[Entries taken from an annotation dataset]
☆ ☆ ☆ ☆ ☆
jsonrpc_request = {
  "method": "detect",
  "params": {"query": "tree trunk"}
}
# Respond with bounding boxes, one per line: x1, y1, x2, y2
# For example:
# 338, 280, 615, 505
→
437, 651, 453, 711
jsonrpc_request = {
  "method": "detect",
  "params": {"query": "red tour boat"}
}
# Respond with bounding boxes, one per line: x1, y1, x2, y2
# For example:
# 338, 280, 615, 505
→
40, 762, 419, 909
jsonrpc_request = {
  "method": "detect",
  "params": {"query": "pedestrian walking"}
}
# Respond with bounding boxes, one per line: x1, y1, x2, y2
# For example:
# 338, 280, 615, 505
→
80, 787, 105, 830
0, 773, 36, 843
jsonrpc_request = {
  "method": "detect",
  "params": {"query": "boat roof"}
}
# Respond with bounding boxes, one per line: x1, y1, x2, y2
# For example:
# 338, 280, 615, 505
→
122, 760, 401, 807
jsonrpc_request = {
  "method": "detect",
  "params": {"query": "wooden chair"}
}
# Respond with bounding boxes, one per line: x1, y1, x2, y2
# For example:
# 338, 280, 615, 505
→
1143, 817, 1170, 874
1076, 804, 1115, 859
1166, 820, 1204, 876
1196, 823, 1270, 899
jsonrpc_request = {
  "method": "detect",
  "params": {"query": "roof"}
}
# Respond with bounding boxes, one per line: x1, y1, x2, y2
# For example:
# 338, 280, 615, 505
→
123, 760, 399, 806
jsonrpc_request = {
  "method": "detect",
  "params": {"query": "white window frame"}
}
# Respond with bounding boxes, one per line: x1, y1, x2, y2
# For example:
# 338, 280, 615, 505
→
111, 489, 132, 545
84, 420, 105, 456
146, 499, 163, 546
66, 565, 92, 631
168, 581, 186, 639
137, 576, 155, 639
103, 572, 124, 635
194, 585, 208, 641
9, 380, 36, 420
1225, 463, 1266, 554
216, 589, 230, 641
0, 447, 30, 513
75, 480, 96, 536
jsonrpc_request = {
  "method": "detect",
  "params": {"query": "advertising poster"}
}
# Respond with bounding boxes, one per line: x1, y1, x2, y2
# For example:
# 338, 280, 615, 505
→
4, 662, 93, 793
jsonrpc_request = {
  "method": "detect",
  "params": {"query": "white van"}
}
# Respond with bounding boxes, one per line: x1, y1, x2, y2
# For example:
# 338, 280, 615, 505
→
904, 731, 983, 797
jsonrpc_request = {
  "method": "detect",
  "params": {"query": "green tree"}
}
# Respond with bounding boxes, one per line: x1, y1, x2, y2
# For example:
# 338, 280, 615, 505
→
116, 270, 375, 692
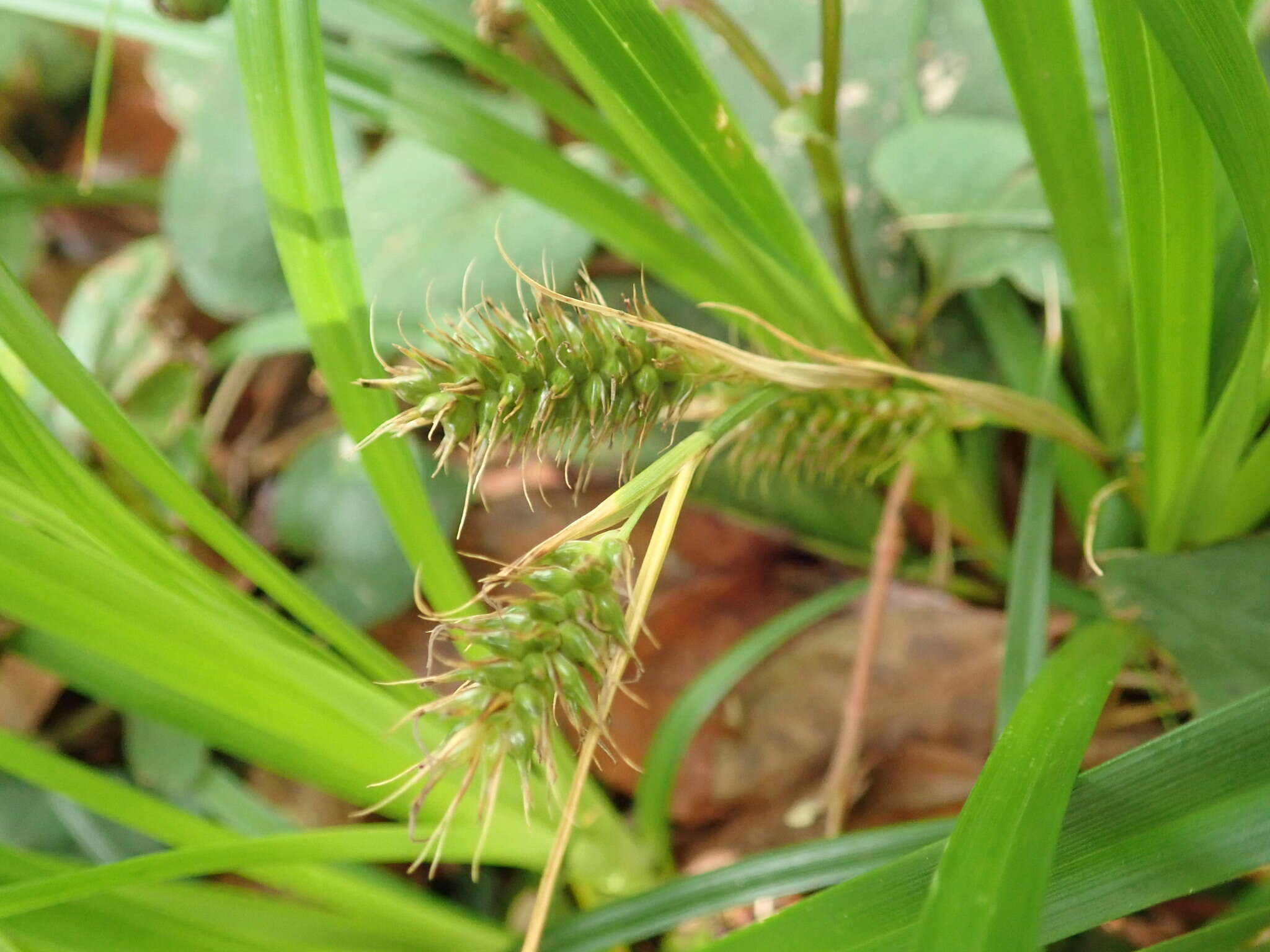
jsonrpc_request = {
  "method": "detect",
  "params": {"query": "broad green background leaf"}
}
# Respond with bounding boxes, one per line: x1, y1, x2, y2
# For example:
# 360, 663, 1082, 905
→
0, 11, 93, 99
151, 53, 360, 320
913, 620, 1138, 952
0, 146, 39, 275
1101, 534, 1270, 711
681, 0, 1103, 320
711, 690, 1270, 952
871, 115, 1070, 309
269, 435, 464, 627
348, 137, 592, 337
☆ ☆ ☆ ☆ ☆
**The problem:**
Reproduce the listing above line for line, omitting the pictures.

**Written answer:**
jsonrpc_request = {
  "method": "detect",
  "params": {"query": "tree trunk"}
}
# Respond with bounding boxes, one per line: x1, y1, x2, y2
# For example:
# 338, 280, 615, 505
→
437, 651, 453, 711
jsonrpc_request = {
  "method": "detect",
  "params": {"query": "red tour boat"}
}
# Respond with bounding boxes, one per line: x1, y1, x2, y2
# For example:
# 338, 280, 615, 505
→
40, 762, 419, 909
jsonrpc_request = {
  "method": "detect",
  "params": {"query": "pedestrian walking"}
}
# Respond with bounding boxes, one per line: x1, y1, x2, y2
# For example:
# 338, 280, 615, 505
→
80, 787, 105, 830
0, 773, 36, 843
jsonrpc_request = {
  "method": "detect",
  "params": {"query": "boat roof"}
}
# Respond with bounding boxes, one per line: x1, y1, x2, y2
# For example:
# 338, 280, 615, 505
→
122, 760, 401, 807
jsonrpc_request = {
  "method": "detect",
  "params": {"query": "wooden chair"}
}
# Respond with bounding boxes, one per line: x1, y1, x2, y2
# For example:
# 338, 280, 615, 505
→
1143, 817, 1170, 874
1076, 804, 1115, 859
1166, 820, 1204, 876
1196, 823, 1270, 899
jsonrpc_request = {
  "method": "detect",
  "params": {"query": "roof"}
}
# Respond with bounding boxes, one per line: x1, y1, x2, y2
# For example:
# 338, 280, 615, 505
→
123, 760, 399, 806
jsonrpc_request = {
  "method": "detect",
  "params": {"query": "white window frame"}
}
# Respond with bounding boxes, one per line: x1, y1, x2, y2
# For example:
# 338, 280, 615, 505
→
111, 489, 132, 545
84, 420, 105, 456
146, 499, 163, 546
66, 565, 92, 631
168, 581, 186, 639
137, 576, 155, 639
103, 572, 124, 635
194, 585, 208, 641
9, 380, 36, 420
1225, 463, 1266, 554
216, 589, 230, 641
0, 447, 30, 513
75, 480, 96, 536
jsonrpc_request = {
  "method": "detect",
  "params": {"query": "advertising poster"}
}
# Respond with bounding boxes, one per line: x1, y1, x2, y2
# For example:
# 338, 280, 615, 505
→
4, 662, 93, 793
jsonrpc_request = {
  "method": "detect",
  "params": {"query": "white van"}
}
# Respond with bounding boxes, one per line: x1, y1, x2, y2
# For example:
# 338, 280, 615, 505
→
904, 731, 983, 797
jsonrpc_request = {
  "method": "detect",
  "params": {"query": "green tree"}
}
# Respond with bounding boxes, one per line: x1, y1, x2, y2
# For example:
# 338, 280, 615, 505
→
116, 270, 375, 692
jsonrpc_request = {
  "method": "detect",
  "params": {"query": "broad green background leaf"}
}
# Respond with bounding boxes, one per line: x1, y1, x2, y2
# For example:
# 360, 663, 1082, 905
→
0, 11, 93, 99
151, 53, 360, 320
913, 620, 1138, 952
0, 146, 39, 275
1101, 534, 1270, 711
681, 0, 1103, 320
711, 690, 1270, 952
871, 115, 1070, 309
269, 435, 464, 627
348, 137, 592, 337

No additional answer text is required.